> _DESCRIPTION OF THE TASK_:
Transcribe all the data, leaving each word as it is.

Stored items
::::::::::

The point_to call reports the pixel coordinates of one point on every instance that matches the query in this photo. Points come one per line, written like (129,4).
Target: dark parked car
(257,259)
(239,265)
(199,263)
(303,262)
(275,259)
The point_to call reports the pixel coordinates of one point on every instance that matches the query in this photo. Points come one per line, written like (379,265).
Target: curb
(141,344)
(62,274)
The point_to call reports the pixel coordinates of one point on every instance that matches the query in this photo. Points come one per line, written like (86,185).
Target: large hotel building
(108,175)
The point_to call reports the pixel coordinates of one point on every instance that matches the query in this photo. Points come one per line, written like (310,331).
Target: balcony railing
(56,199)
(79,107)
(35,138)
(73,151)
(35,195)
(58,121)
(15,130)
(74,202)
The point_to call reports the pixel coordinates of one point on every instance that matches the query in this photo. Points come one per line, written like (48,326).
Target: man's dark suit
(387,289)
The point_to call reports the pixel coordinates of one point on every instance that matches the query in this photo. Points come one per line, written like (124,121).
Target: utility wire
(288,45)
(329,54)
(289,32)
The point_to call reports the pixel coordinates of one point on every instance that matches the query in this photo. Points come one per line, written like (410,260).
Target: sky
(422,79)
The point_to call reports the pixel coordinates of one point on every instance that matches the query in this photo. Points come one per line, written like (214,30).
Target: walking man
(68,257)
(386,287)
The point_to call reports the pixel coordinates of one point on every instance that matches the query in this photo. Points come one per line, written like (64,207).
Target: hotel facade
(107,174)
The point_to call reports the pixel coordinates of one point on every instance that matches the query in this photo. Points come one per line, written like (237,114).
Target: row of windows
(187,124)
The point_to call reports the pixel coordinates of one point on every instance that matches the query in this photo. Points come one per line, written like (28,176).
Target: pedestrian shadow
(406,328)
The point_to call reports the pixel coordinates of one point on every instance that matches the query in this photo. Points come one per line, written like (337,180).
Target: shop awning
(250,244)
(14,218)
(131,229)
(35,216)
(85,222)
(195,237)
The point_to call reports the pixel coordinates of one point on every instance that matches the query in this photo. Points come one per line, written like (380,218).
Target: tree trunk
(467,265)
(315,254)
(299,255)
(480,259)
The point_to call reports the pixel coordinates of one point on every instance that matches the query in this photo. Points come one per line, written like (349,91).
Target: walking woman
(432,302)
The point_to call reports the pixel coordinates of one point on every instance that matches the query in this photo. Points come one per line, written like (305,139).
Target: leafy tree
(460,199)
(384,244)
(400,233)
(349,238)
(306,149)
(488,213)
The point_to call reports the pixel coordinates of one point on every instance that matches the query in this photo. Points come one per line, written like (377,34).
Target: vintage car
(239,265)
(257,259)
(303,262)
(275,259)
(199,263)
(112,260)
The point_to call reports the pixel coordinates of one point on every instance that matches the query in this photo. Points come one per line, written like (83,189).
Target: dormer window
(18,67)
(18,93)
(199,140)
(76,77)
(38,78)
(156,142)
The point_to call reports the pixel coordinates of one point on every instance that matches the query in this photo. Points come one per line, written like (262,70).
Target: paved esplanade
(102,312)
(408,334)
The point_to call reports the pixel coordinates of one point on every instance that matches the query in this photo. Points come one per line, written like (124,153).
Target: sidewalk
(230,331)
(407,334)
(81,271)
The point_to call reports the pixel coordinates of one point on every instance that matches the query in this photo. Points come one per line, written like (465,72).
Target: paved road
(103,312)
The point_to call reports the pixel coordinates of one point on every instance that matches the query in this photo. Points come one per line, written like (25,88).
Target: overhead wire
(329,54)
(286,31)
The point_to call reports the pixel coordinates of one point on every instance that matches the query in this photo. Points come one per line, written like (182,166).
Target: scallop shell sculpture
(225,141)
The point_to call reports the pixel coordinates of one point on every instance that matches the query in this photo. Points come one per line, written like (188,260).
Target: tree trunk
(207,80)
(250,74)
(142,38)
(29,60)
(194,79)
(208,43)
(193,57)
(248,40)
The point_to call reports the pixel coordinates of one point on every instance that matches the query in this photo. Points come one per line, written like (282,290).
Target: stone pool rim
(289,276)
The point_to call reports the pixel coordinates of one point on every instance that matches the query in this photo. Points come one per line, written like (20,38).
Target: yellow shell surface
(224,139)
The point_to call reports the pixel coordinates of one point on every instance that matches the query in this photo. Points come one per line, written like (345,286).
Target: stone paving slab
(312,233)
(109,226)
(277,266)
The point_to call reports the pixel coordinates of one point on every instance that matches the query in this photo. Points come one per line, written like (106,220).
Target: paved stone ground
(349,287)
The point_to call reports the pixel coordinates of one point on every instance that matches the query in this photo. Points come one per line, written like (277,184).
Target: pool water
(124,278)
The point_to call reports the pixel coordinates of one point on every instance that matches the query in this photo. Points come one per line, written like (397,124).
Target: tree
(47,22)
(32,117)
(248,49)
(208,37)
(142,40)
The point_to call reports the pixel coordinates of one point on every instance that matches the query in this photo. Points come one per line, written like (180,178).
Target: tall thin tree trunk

::::::::::

> _RESPONSE BELOW_:
The point_to call reports the pixel coordinates of one point on every instance that matches the query in this photo. Points come one per line, written like (129,4).
Target: dark parked car
(257,259)
(239,265)
(199,263)
(303,262)
(275,259)
The point_to call reports the pixel coordinates of one point on every instance that matches the query in this photo. Points come one per line, written like (379,265).
Target: curb
(141,344)
(62,274)
The point_to call reports the pixel coordinates of one point on every instance that matches the query in this photo. Points come one per line, written like (86,185).
Target: large hotel building
(108,175)
The point_to call reports the pixel coordinates of one point on every instance that matches the query in this photo. Points come one per line, written like (310,331).
Target: balcony railing
(56,199)
(79,107)
(35,138)
(73,151)
(35,195)
(58,121)
(15,130)
(74,202)
The point_to call reports the pixel coordinates of one point on every instance that matches the query in this photo. Points come one per line, written like (48,326).
Target: man's dark suit
(387,289)
The point_to call reports the pixel coordinates of one point on every instance that matches the query in this photo. Points come one per line, written like (124,121).
Target: utility wire
(288,45)
(329,54)
(289,32)
The point_to call reports the pixel coordinates of one point on every instance that matches the query in this photo. Points come one per line, written like (410,260).
Target: sky
(422,79)
The point_to call reports the pixel coordinates of one point on every instance that matches the query in this photo. Points come one per line, written like (214,30).
Target: walking man
(68,257)
(386,287)
The point_to call reports the pixel coordinates of one point on every instance that matches the query in this photo. Points come one per line, written like (64,207).
Target: hotel facade
(107,174)
The point_to call reports the pixel coordinates of one point on every instance that matches the query in this photo. Points come one per line, written like (237,114).
Target: row of windows
(187,124)
The point_to call reports the pixel coordinates of one point on every instance that matches the query in this photo. Points come one per line, written like (28,176).
Target: pedestrian shadow
(406,328)
The point_to call reports the pixel coordinates of one point on every instance that matches the query in this photo. Points come one per line, written like (337,180).
Target: shop awning
(250,244)
(14,218)
(131,229)
(35,216)
(85,222)
(195,237)
The point_to call reports the pixel coordinates of one point on every instance that matches the query in this photo. Points come one per line, written like (380,218).
Target: tree trunk
(467,265)
(315,254)
(299,255)
(480,259)
The point_to call reports the pixel coordinates of one point on every instance that matches the query in this photo. Points come one per line, written like (349,91).
Target: walking woman
(432,302)
The point_to call reports the pixel coordinates of one point on every instance that matches the query in this photo. Points come one per line, written like (305,139).
Target: leafy tree
(460,199)
(384,244)
(400,233)
(349,238)
(306,149)
(488,213)
The point_to call reports the pixel coordinates of one point on every instance that matches the query in this photo. Points come one per line, written like (377,34).
Target: vintage car
(239,265)
(257,259)
(303,262)
(275,259)
(199,263)
(112,260)
The point_to call reports the pixel coordinates of one point on every instance that matches the query in this photo. Points come one per line, written like (83,189).
Target: dormer window
(18,67)
(18,93)
(199,140)
(76,77)
(38,78)
(156,142)
The point_to call reports the pixel coordinates of one point on every instance that matches the query in this photo. Points come one per line, written like (262,70).
Target: paved esplanade
(102,312)
(408,334)
The point_to call reports the pixel coordinates of one point on every instance that matches the query in this photo. Points come one per line, written like (124,153).
Target: sidewalk
(230,331)
(407,334)
(81,271)
The point_to call reports the pixel coordinates of one point on every instance that matches the query in this photo. Points come one per line, written like (465,72).
Target: paved road
(103,312)
The point_to call reports the pixel coordinates of one point on every instance that matches the query in this photo. Points come one per line, written like (25,88).
Target: overhead wire
(329,54)
(286,31)
The point_to call reports the pixel coordinates of one point on every instance that matches the query in this photo. Points come one per line, written like (182,166).
Target: scallop shell sculpture
(225,141)
The point_to call reports the pixel coordinates of one point on every instance that matches the query in this photo. Points come one per line, written like (188,260).
Target: tree trunk
(207,80)
(250,74)
(142,38)
(29,60)
(194,79)
(208,43)
(193,57)
(248,40)
The point_to call reports the pixel coordinates of one point on every instance that matches the query in this photo. Points come one per line, written like (282,290).
Target: stone pool rim
(289,276)
The point_to call reports the pixel coordinates of one point on every instance that matches the query in this photo. Points come one per line, written like (20,38).
Target: yellow shell surface
(224,139)
The point_to call reports the pixel coordinates of one point on every instance that matches the query in this photo. Points come one per line, written like (345,286).
Target: stone paving slab
(312,233)
(109,226)
(277,266)
The point_to call reports the pixel coordinates of one point on every instance that matches the query in this photo. Points come one per line, written like (106,220).
Target: paved stone ground
(349,287)
The point_to call reports the pixel coordinates of one point on every instance that matches the query in this photo. Points come one per line, written like (277,184).
Target: pool water
(124,278)
The point_to call reports the pixel coordinates of one point on every instance that matches the query in this photo. Points come one per line, written like (397,124).
Target: tree
(47,22)
(32,117)
(248,49)
(208,37)
(142,40)
The point_to call reports the pixel coordinates of one point on every instance that matches the query in this photo. Points come one per line, written like (180,178).
Target: tall thin tree trunk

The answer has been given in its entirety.